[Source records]
— BEGIN —

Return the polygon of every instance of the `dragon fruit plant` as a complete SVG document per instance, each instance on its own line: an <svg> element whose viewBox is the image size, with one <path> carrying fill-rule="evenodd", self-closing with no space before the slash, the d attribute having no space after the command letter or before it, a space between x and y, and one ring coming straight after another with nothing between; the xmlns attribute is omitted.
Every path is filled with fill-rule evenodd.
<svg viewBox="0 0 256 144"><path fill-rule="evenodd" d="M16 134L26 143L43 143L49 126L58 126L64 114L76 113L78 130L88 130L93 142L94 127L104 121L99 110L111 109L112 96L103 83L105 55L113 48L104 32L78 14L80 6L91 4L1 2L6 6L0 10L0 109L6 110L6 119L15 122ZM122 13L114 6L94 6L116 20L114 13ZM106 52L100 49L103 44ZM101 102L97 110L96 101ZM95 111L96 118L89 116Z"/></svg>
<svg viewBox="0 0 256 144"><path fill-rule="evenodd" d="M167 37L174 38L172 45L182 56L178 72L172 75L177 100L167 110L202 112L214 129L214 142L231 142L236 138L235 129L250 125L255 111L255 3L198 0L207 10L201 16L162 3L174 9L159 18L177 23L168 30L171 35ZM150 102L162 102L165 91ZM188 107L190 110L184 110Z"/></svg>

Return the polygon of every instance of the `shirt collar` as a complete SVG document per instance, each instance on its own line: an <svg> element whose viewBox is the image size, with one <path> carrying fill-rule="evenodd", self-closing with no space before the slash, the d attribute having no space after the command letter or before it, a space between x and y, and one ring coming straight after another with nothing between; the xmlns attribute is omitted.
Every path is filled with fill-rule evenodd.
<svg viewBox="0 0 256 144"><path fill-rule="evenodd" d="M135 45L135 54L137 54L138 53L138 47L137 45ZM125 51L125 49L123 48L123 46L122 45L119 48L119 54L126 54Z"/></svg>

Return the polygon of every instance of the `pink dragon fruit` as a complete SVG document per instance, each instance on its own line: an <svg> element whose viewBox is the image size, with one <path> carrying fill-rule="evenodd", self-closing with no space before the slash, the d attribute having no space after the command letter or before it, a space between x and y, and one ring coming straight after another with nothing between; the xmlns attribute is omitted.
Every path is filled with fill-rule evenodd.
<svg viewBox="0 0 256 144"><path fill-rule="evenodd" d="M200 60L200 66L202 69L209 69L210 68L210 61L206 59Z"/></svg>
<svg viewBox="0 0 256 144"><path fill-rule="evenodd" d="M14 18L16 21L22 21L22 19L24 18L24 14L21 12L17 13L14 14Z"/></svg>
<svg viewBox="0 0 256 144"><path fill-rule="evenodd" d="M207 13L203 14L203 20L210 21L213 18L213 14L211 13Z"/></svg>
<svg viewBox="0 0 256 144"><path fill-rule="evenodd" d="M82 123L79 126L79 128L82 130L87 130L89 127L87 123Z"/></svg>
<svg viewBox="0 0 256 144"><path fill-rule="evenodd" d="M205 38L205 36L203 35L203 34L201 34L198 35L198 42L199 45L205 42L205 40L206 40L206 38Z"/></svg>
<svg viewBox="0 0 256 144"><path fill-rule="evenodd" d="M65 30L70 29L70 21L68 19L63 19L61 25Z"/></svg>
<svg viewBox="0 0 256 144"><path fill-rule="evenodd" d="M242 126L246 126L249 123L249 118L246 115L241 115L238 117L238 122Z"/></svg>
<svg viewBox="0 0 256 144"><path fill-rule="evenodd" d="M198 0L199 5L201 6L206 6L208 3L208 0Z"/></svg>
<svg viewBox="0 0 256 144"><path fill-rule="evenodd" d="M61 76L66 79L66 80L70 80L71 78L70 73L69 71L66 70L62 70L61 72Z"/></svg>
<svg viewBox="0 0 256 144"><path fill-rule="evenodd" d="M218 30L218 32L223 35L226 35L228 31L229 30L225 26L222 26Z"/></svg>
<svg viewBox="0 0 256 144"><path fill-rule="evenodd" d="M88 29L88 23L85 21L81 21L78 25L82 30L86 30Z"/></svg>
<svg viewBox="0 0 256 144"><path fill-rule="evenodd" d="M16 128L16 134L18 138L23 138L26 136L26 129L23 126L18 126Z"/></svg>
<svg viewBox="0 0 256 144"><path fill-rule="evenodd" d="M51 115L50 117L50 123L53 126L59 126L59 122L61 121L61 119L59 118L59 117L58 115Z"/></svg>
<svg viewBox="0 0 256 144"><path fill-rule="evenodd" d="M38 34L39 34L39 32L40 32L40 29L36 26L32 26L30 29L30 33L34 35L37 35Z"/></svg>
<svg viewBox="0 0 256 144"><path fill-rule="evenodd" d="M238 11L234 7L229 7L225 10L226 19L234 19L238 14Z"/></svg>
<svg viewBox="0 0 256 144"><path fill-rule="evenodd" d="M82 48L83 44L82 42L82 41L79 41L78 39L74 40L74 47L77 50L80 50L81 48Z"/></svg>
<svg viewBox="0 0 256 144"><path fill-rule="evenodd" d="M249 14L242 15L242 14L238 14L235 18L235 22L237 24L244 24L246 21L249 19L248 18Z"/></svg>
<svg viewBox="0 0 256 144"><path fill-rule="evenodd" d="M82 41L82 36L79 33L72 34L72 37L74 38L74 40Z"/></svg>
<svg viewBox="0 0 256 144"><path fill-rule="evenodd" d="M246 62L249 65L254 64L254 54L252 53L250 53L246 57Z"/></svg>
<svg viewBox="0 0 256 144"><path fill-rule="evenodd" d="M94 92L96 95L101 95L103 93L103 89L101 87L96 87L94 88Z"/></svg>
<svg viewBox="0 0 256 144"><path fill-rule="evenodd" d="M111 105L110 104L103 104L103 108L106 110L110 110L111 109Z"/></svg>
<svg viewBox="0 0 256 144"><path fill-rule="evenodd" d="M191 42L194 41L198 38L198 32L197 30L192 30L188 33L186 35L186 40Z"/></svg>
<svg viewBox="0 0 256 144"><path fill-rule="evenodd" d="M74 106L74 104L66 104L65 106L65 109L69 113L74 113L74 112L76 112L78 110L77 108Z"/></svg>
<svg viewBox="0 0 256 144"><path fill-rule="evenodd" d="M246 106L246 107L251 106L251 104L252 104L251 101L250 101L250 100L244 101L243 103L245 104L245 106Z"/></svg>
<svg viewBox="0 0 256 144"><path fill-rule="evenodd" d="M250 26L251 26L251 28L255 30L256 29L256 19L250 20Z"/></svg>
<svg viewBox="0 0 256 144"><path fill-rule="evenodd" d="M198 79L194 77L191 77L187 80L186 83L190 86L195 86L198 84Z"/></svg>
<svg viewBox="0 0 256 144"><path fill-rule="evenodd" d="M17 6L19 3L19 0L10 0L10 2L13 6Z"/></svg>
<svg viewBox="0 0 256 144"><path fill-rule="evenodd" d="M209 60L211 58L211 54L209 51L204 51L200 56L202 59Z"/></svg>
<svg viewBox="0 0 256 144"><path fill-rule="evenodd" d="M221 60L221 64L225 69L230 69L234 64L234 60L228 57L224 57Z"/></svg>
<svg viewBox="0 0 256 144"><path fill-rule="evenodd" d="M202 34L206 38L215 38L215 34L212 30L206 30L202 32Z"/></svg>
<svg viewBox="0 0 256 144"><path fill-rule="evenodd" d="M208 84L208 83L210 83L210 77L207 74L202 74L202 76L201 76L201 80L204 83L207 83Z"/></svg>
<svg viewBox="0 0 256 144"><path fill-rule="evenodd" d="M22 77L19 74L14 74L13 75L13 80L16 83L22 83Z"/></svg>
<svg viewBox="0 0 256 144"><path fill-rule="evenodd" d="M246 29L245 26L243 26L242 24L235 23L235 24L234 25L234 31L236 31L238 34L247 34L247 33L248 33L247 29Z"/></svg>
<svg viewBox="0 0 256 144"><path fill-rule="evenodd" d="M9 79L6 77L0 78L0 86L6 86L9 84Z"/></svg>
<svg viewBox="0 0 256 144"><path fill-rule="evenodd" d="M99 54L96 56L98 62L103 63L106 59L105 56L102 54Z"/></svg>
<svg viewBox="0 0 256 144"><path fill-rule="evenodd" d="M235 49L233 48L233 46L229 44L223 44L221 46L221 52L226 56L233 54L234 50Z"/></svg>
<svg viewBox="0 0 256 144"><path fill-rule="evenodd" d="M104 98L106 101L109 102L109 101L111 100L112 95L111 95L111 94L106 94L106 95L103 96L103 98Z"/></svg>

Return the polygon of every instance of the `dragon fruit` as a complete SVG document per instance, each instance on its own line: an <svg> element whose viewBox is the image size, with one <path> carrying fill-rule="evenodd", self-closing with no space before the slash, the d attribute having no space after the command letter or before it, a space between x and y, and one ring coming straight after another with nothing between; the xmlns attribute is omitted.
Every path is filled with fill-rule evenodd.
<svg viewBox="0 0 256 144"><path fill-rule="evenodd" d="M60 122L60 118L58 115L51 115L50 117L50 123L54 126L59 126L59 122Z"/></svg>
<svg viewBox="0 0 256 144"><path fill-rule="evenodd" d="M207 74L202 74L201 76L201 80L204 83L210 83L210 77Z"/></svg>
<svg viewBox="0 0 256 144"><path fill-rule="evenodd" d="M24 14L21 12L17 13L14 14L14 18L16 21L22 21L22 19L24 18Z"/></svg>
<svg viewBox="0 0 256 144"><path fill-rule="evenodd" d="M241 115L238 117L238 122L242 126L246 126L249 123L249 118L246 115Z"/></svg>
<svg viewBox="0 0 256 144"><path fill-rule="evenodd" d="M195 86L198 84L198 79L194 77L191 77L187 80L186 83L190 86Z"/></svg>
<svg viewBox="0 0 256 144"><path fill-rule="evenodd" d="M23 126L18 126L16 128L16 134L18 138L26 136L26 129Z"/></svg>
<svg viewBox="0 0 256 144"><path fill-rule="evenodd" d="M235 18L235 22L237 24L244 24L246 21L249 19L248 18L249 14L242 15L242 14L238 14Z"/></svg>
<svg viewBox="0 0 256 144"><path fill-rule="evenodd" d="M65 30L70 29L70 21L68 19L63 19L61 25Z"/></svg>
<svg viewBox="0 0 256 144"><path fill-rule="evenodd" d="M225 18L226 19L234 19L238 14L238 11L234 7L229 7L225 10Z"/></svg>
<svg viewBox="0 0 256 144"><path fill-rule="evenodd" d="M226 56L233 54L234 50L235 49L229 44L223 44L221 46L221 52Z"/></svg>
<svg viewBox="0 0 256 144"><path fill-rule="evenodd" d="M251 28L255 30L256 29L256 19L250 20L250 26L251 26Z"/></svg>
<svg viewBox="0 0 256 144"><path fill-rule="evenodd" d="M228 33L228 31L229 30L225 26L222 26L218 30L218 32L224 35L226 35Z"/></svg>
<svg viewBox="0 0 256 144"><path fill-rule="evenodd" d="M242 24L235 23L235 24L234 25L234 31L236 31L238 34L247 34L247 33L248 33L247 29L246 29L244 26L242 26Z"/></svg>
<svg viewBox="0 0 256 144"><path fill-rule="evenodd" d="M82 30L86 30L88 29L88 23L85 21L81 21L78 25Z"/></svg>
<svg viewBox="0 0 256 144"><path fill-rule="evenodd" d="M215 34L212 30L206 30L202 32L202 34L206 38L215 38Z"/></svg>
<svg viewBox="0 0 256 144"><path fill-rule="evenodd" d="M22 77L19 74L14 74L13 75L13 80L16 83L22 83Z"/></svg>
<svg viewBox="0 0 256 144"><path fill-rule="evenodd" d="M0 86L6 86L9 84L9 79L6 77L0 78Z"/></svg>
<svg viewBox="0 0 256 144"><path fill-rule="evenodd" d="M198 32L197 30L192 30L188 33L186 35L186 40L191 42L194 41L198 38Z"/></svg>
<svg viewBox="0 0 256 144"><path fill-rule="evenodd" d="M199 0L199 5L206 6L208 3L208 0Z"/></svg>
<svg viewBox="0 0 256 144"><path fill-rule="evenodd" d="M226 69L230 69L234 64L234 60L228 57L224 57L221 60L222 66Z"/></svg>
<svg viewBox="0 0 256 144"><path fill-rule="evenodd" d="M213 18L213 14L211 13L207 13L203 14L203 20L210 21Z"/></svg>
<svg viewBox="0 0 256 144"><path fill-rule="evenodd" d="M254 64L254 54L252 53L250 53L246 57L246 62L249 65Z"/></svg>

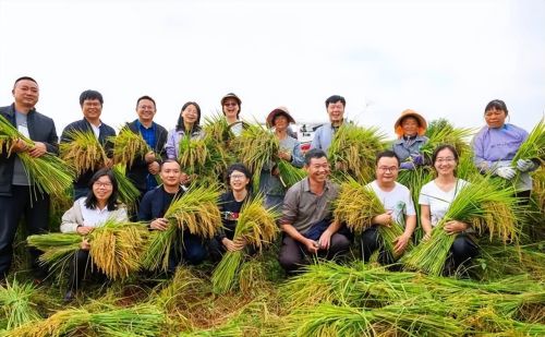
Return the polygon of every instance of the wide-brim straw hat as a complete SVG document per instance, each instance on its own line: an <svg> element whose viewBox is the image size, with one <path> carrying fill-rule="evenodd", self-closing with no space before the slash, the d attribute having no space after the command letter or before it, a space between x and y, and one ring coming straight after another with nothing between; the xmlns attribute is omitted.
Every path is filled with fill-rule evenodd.
<svg viewBox="0 0 545 337"><path fill-rule="evenodd" d="M422 115L411 109L403 110L403 112L401 112L401 116L396 121L396 124L393 124L396 134L400 137L403 136L403 128L401 128L401 122L408 117L412 117L419 121L419 135L424 135L424 133L426 133L427 122L424 117L422 117Z"/></svg>
<svg viewBox="0 0 545 337"><path fill-rule="evenodd" d="M295 123L295 120L293 119L293 117L291 117L290 112L288 111L288 108L286 107L278 107L276 108L275 110L270 111L269 112L269 116L267 116L267 127L268 128L272 128L275 127L272 124L275 118L278 116L278 115L283 115L288 118L288 122L289 123Z"/></svg>

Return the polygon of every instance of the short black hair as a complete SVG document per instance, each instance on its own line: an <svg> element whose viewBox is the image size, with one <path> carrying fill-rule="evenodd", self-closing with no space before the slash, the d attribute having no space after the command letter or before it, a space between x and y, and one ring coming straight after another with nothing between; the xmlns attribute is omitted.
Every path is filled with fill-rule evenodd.
<svg viewBox="0 0 545 337"><path fill-rule="evenodd" d="M343 107L347 106L347 100L344 99L344 97L342 97L340 95L334 95L334 96L330 96L329 98L326 99L326 108L329 107L330 104L337 103L337 101L340 101Z"/></svg>
<svg viewBox="0 0 545 337"><path fill-rule="evenodd" d="M104 105L102 94L97 91L85 91L80 95L80 106L83 107L85 100L98 99L100 105Z"/></svg>
<svg viewBox="0 0 545 337"><path fill-rule="evenodd" d="M380 158L396 158L396 160L398 160L398 166L401 164L401 160L399 160L398 155L396 155L396 153L392 152L391 149L387 149L387 151L383 151L383 152L378 153L376 155L375 165L378 165L378 160L380 160Z"/></svg>
<svg viewBox="0 0 545 337"><path fill-rule="evenodd" d="M506 115L509 113L509 111L507 110L506 103L502 101L501 99L494 99L494 100L488 101L488 104L484 108L484 112L486 113L486 111L492 110L492 109L504 110L504 111L506 111Z"/></svg>
<svg viewBox="0 0 545 337"><path fill-rule="evenodd" d="M157 110L157 105L155 104L155 99L153 99L152 97L149 97L147 95L144 95L144 96L140 97L138 100L136 100L136 108L138 107L140 101L143 99L152 100L154 103L154 108Z"/></svg>
<svg viewBox="0 0 545 337"><path fill-rule="evenodd" d="M102 168L99 169L98 171L93 174L93 177L89 180L89 193L87 193L87 197L85 200L85 207L95 209L98 205L97 197L95 196L95 193L93 192L93 185L95 182L100 179L101 177L107 176L110 178L111 181L111 195L108 198L108 210L116 210L118 209L118 181L116 180L116 177L113 176L113 171L109 168Z"/></svg>
<svg viewBox="0 0 545 337"><path fill-rule="evenodd" d="M13 87L15 87L17 85L17 83L21 82L21 81L32 81L32 82L38 84L38 82L36 82L36 80L34 80L31 76L21 76L17 80L15 80L15 82L13 83Z"/></svg>
<svg viewBox="0 0 545 337"><path fill-rule="evenodd" d="M250 179L250 182L249 182L249 189L252 184L252 172L250 171L250 169L242 163L235 163L235 164L232 164L231 166L229 166L227 168L227 184L229 185L229 179L231 178L231 174L233 171L239 171L239 172L242 172L244 173L244 176L246 176L247 179Z"/></svg>
<svg viewBox="0 0 545 337"><path fill-rule="evenodd" d="M313 158L323 158L323 157L327 158L327 155L323 149L313 148L305 154L305 165L306 166L311 165L311 160Z"/></svg>
<svg viewBox="0 0 545 337"><path fill-rule="evenodd" d="M193 125L193 130L201 130L201 107L196 101L187 101L182 106L182 109L180 110L180 117L178 117L178 122L175 123L175 130L177 131L191 131L191 130L185 130L185 125L183 123L183 117L182 112L187 108L189 106L194 106L195 109L197 110L197 120L195 121L195 124Z"/></svg>
<svg viewBox="0 0 545 337"><path fill-rule="evenodd" d="M435 166L435 160L437 160L437 154L441 151L444 151L445 148L448 148L450 149L450 152L452 153L452 155L455 156L455 159L456 159L456 163L458 163L458 158L459 158L459 155L458 155L458 152L456 151L456 147L450 145L450 144L441 144L439 146L437 146L432 155L432 165Z"/></svg>

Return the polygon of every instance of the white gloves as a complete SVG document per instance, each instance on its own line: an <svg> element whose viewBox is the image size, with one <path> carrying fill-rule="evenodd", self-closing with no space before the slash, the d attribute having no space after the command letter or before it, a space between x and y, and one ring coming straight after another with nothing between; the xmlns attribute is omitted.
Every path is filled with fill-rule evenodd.
<svg viewBox="0 0 545 337"><path fill-rule="evenodd" d="M496 169L496 174L507 180L511 180L517 174L517 171L509 166L498 167Z"/></svg>
<svg viewBox="0 0 545 337"><path fill-rule="evenodd" d="M534 168L534 163L530 159L517 160L517 169L521 172L528 172Z"/></svg>

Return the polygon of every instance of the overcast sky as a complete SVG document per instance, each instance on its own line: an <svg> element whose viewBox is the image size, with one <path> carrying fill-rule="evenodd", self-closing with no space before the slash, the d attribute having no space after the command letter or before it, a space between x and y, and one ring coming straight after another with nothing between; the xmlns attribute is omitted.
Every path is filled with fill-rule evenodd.
<svg viewBox="0 0 545 337"><path fill-rule="evenodd" d="M167 129L185 101L208 116L229 92L244 118L287 106L306 122L339 94L349 118L390 135L405 108L481 127L500 98L528 131L545 111L543 0L0 0L0 105L33 76L59 134L88 88L116 129L142 95Z"/></svg>

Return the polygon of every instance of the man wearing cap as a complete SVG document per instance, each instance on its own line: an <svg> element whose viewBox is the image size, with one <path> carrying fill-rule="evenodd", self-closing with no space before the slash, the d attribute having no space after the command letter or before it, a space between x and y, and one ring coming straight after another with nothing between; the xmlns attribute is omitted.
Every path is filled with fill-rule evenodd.
<svg viewBox="0 0 545 337"><path fill-rule="evenodd" d="M347 101L344 97L339 95L334 95L326 99L327 115L329 115L329 123L316 129L314 133L314 139L311 143L312 148L323 149L326 154L331 145L331 140L334 139L335 132L339 130L340 125L344 121L344 107Z"/></svg>
<svg viewBox="0 0 545 337"><path fill-rule="evenodd" d="M294 122L295 120L286 107L278 107L267 116L267 127L275 128L275 135L280 143L278 159L301 168L304 165L301 144L288 134L290 123ZM267 208L280 208L287 188L281 180L278 166L269 164L263 168L259 178L259 191L265 195Z"/></svg>
<svg viewBox="0 0 545 337"><path fill-rule="evenodd" d="M391 145L401 161L400 168L412 170L419 165L424 165L424 157L420 149L427 143L426 133L427 122L420 113L407 109L401 112L393 124L393 130L398 140Z"/></svg>
<svg viewBox="0 0 545 337"><path fill-rule="evenodd" d="M241 99L233 93L221 97L221 111L223 111L227 123L235 136L239 136L243 129L243 123L240 120L241 105Z"/></svg>
<svg viewBox="0 0 545 337"><path fill-rule="evenodd" d="M48 229L49 195L33 186L16 154L26 152L34 159L59 151L53 120L35 108L39 98L38 83L28 76L20 77L13 84L12 94L14 103L0 108L0 116L32 140L34 146L17 141L10 151L0 148L0 282L10 269L13 240L23 215L27 234L44 233ZM41 280L46 270L39 266L40 252L34 248L28 251L34 276L36 280Z"/></svg>

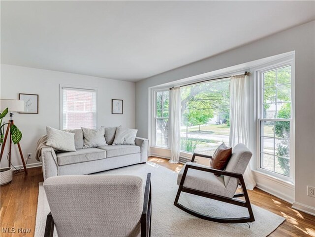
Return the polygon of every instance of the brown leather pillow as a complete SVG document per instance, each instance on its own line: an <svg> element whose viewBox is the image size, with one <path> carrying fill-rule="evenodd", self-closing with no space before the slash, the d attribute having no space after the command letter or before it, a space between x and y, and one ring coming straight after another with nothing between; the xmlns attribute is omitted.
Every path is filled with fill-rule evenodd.
<svg viewBox="0 0 315 237"><path fill-rule="evenodd" d="M232 155L232 148L228 148L225 144L222 143L219 146L215 153L210 162L212 168L217 170L224 170L230 160ZM217 176L220 175L215 174Z"/></svg>

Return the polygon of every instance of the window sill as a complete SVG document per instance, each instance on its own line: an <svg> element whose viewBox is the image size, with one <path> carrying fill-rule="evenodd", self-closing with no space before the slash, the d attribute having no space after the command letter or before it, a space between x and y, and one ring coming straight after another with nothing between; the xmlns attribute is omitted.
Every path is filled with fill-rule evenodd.
<svg viewBox="0 0 315 237"><path fill-rule="evenodd" d="M274 176L272 175L270 175L267 173L263 172L257 170L252 170L252 171L254 173L258 174L258 175L264 176L266 178L268 178L269 179L272 180L274 181L278 182L279 183L281 183L282 184L284 184L284 185L290 185L292 187L294 187L294 183L291 180L287 180L284 178L281 178L279 177L277 177L277 176ZM288 179L289 178L288 178L287 179Z"/></svg>
<svg viewBox="0 0 315 237"><path fill-rule="evenodd" d="M294 201L295 187L293 182L258 170L252 171L258 188L291 204Z"/></svg>

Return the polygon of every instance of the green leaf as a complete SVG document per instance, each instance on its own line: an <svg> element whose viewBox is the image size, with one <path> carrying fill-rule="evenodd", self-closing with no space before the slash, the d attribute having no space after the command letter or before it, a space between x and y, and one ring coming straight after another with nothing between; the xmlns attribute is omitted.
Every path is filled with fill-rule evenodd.
<svg viewBox="0 0 315 237"><path fill-rule="evenodd" d="M22 139L22 132L15 125L11 126L11 135L12 136L12 141L14 144L19 143Z"/></svg>
<svg viewBox="0 0 315 237"><path fill-rule="evenodd" d="M3 112L1 113L1 114L0 114L0 118L4 118L6 115L6 114L8 113L8 110L9 110L9 109L8 108L7 108L4 110L3 110Z"/></svg>

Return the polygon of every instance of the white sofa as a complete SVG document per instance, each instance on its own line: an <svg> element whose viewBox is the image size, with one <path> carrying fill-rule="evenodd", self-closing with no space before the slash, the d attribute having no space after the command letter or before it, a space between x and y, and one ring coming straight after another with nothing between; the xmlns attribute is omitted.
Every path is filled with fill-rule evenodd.
<svg viewBox="0 0 315 237"><path fill-rule="evenodd" d="M44 179L62 175L85 175L99 172L148 160L148 140L137 137L135 146L108 145L83 148L81 129L69 131L75 133L76 151L55 152L51 147L41 148Z"/></svg>

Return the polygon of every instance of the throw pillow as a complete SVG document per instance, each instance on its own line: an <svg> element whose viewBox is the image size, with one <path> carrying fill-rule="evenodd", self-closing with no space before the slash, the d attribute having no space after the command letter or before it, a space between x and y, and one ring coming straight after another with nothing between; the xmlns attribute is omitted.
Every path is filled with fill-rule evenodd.
<svg viewBox="0 0 315 237"><path fill-rule="evenodd" d="M98 129L81 128L84 137L84 148L97 148L101 146L107 146L105 140L105 128L101 127Z"/></svg>
<svg viewBox="0 0 315 237"><path fill-rule="evenodd" d="M232 155L232 148L228 148L225 144L222 143L219 146L215 153L210 162L212 168L217 170L224 170L230 160ZM220 175L215 174L217 176Z"/></svg>
<svg viewBox="0 0 315 237"><path fill-rule="evenodd" d="M106 143L109 145L113 144L116 133L116 129L119 127L122 127L122 126L105 128L105 140L106 140Z"/></svg>
<svg viewBox="0 0 315 237"><path fill-rule="evenodd" d="M127 128L124 129L121 127L116 129L116 134L113 142L113 145L135 145L135 140L138 129Z"/></svg>
<svg viewBox="0 0 315 237"><path fill-rule="evenodd" d="M63 151L75 151L74 134L46 127L47 140L46 145Z"/></svg>
<svg viewBox="0 0 315 237"><path fill-rule="evenodd" d="M66 129L64 131L74 133L74 145L76 149L82 149L84 146L83 141L83 132L81 128L76 129Z"/></svg>

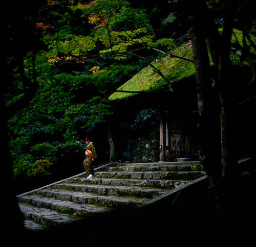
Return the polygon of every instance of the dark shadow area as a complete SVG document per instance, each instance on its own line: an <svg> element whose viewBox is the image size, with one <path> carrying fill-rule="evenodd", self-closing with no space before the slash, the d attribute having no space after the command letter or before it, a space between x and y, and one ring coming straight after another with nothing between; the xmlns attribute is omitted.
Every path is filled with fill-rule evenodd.
<svg viewBox="0 0 256 247"><path fill-rule="evenodd" d="M255 160L239 167L233 207L215 210L207 181L136 209L119 210L41 232L26 231L18 246L229 246L255 238ZM16 246L18 246L17 245Z"/></svg>

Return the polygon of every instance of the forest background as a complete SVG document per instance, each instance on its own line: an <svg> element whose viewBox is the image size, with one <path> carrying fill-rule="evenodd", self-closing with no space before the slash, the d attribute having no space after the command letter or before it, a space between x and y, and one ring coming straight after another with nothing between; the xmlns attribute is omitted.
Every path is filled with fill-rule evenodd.
<svg viewBox="0 0 256 247"><path fill-rule="evenodd" d="M7 176L3 182L13 183L16 194L82 171L83 139L88 136L97 149L98 164L126 159L129 154L114 157L110 151L113 123L122 133L133 133L134 139L141 130L149 130L155 143L152 149L157 150L158 133L152 131L158 128L157 111L133 109L119 115L123 109L108 97L152 62L171 56L172 50L192 40L200 103L199 158L218 193L223 182L220 171L228 174L229 182L233 179L229 174L236 170L230 164L237 163L234 127L230 127L238 104L234 92L242 92L239 104L245 105L248 114L253 115L250 107L255 106L255 44L250 38L256 33L254 7L250 1L200 1L196 5L182 0L5 2L1 166ZM231 47L234 28L242 32L242 43ZM230 77L231 52L249 68L238 89ZM212 88L209 54L218 75L217 90ZM220 120L216 118L220 111ZM222 154L217 119L227 127L221 132ZM127 137L123 138L126 142L121 147L133 149ZM214 159L209 161L208 157Z"/></svg>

— END —

DO THIS:
Rewrite the stretch from the line containing "Return the polygon of every instance of the overcast" through the line containing "129L185 101L208 116L229" with "overcast sky" changed to "cloudy sky", keeping everything else the same.

RESULT OF THIS TASK:
Return the polygon of every instance of the cloudy sky as a complete SVG document per instance, each instance on its own line: an <svg> element whose viewBox is the image size, with one <path> carrying fill-rule="evenodd", self-closing with no space before the slash, the d attribute having no space after the command letter or before it, a space between x and y, and one ring coming straight after another with nothing between; the xmlns attribute is omitted.
Every path is filled with fill-rule evenodd.
<svg viewBox="0 0 545 337"><path fill-rule="evenodd" d="M167 129L185 101L208 116L229 92L244 118L287 106L306 122L339 94L349 118L390 135L405 108L481 127L500 98L528 131L545 111L543 0L0 0L0 105L33 76L59 134L88 88L116 129L142 95Z"/></svg>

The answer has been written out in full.